WORK TASK
The answer must give back every line of the data exactly, with no pictures.

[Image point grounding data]

== Segment start ==

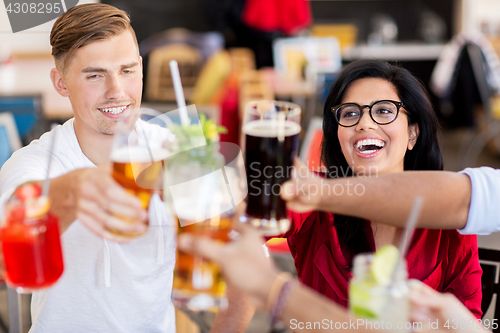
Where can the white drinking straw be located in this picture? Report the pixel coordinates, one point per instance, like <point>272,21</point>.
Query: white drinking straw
<point>46,183</point>
<point>179,93</point>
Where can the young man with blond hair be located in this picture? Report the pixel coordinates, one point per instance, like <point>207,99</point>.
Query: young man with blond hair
<point>108,285</point>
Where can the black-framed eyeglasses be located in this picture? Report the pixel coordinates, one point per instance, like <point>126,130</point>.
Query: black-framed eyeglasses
<point>382,112</point>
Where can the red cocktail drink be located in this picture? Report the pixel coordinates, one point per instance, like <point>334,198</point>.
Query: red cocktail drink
<point>31,243</point>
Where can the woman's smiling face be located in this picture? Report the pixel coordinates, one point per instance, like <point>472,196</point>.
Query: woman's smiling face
<point>370,148</point>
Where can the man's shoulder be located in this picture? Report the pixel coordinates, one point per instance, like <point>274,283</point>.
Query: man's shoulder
<point>33,158</point>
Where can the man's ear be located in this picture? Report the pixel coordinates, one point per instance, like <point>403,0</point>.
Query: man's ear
<point>57,79</point>
<point>413,133</point>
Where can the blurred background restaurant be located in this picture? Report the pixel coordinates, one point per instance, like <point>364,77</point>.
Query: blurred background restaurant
<point>233,51</point>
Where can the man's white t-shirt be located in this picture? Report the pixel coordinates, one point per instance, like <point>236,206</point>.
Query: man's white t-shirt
<point>106,286</point>
<point>484,211</point>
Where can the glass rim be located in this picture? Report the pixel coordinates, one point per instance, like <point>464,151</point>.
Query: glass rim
<point>293,109</point>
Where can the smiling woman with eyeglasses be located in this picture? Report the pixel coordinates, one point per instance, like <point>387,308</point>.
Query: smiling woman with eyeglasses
<point>378,119</point>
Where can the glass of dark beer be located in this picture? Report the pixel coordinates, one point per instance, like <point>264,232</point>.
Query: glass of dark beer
<point>271,131</point>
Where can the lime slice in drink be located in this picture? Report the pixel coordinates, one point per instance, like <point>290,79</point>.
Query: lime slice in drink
<point>384,263</point>
<point>364,299</point>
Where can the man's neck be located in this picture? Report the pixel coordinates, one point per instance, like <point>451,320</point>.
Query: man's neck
<point>96,146</point>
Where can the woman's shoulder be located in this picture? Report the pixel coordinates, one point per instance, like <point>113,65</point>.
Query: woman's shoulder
<point>449,238</point>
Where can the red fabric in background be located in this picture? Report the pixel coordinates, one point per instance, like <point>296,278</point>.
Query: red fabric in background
<point>288,16</point>
<point>227,99</point>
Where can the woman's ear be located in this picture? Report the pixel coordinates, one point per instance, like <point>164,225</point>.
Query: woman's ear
<point>413,133</point>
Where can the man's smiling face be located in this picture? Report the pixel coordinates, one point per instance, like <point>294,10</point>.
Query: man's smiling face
<point>104,81</point>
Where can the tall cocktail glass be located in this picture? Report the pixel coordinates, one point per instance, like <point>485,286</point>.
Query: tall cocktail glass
<point>203,187</point>
<point>378,299</point>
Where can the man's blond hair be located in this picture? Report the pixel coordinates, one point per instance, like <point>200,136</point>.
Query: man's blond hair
<point>85,24</point>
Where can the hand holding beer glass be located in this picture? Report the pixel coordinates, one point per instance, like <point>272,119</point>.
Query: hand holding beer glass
<point>139,148</point>
<point>271,143</point>
<point>203,186</point>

== Segment end ==

SOLUTION TO THIS EXERCISE
Where can the white drinking straw be located in this picture? Report the pixel coordinates, one point per instance, like <point>272,21</point>.
Query: white drinking straw
<point>46,183</point>
<point>179,93</point>
Where can the young man with blond hair be located in this picture? Report the pixel coordinates, one point per instance, like <point>207,99</point>.
Query: young man with blond hair
<point>108,285</point>
Where can the black-framed eyeglasses be located in this picture? Report the pixel coordinates, one point per instance, like <point>126,130</point>.
Query: black-framed eyeglasses
<point>382,112</point>
Where can the red cocktail drink be located in this picture? Report the pixel coordinates, one point per instance, like <point>334,198</point>.
Query: red cocktail drink
<point>31,243</point>
Where can the woman's smiling face be located in this picture? Report the pixel coordinates, one point per instance, like <point>472,196</point>.
Query: woman's smiling face
<point>370,148</point>
Where can the man's shoulder be located in this picture? Report the pixel coordinates, one point per instance, like <point>274,283</point>.
Query: man's shoulder
<point>33,158</point>
Where can the man's ear be located in this picture? Report the pixel coordinates, one point per instance, like <point>403,0</point>.
Query: man's ear
<point>57,79</point>
<point>413,133</point>
Where can the blurred background restaurant be located in this picture? Report the pixel coordinates, one point per instance, like <point>364,77</point>.
Query: blurred background restaurant
<point>233,51</point>
Where can the man's white t-shirt be located in this picture? Report the pixel coordinates, one point per instance, like <point>236,206</point>.
Query: man's white t-shirt
<point>106,286</point>
<point>484,211</point>
Where can the glass rim be located in this picture? Report the pixel coordinates, one point per instance, like <point>464,151</point>.
Query: glass rim
<point>293,109</point>
Where can the smiling woman with eyeglasses be located in this picture? Report the pixel coordinates, one point per instance, like <point>387,308</point>.
Query: smiling woman with eyeglasses
<point>378,119</point>
Where can the glass of dark beer be located in this picture? Report the pixel coordinates, one point per instance, like <point>264,232</point>.
Query: glass of dark beer
<point>271,131</point>
Where can the lime slice in drink be located in this picture? Report the pixel coordinates, one point per instance, like <point>290,79</point>.
Query: lime slice in drink
<point>384,263</point>
<point>364,299</point>
Where can the man's neck be located in this picture? Report the pixel coordinates, one point per instance, like <point>451,320</point>.
Query: man's neck
<point>96,146</point>
Where can the woman's shoulder be located in this picture? Report the pixel coordinates, one point per instance, like <point>113,65</point>.
Query: woman's shoulder
<point>449,238</point>
Where can the red fabric in background be located in this picture? Report the pixel coordinates, one point per instance, like <point>296,278</point>.
Query: red fabric in background
<point>288,16</point>
<point>227,99</point>
Where can the woman's ear be located in this picture? Report the pixel coordinates, one point per instance, like <point>164,225</point>.
Query: woman's ear
<point>413,133</point>
Where can the man's smiling face be located in this picture? Report the pixel coordinates, one point per instance, like <point>294,10</point>.
Query: man's smiling face
<point>104,81</point>
Where can the tall cocktail glass be located in this picture? Report the pixel coordinates, one point per instance, like <point>485,286</point>.
Query: tall cocktail glass
<point>203,187</point>
<point>378,299</point>
Where can the man's blond hair be located in this picture? Report the pixel coordinates, one point per instance, like <point>200,136</point>.
Query: man's blond hair
<point>85,24</point>
Where can the hand holding beer glass be located in this picture? Report the pixel coordinates, one point per instance, like <point>272,119</point>.
Query: hand holding beer glass
<point>139,148</point>
<point>271,143</point>
<point>203,186</point>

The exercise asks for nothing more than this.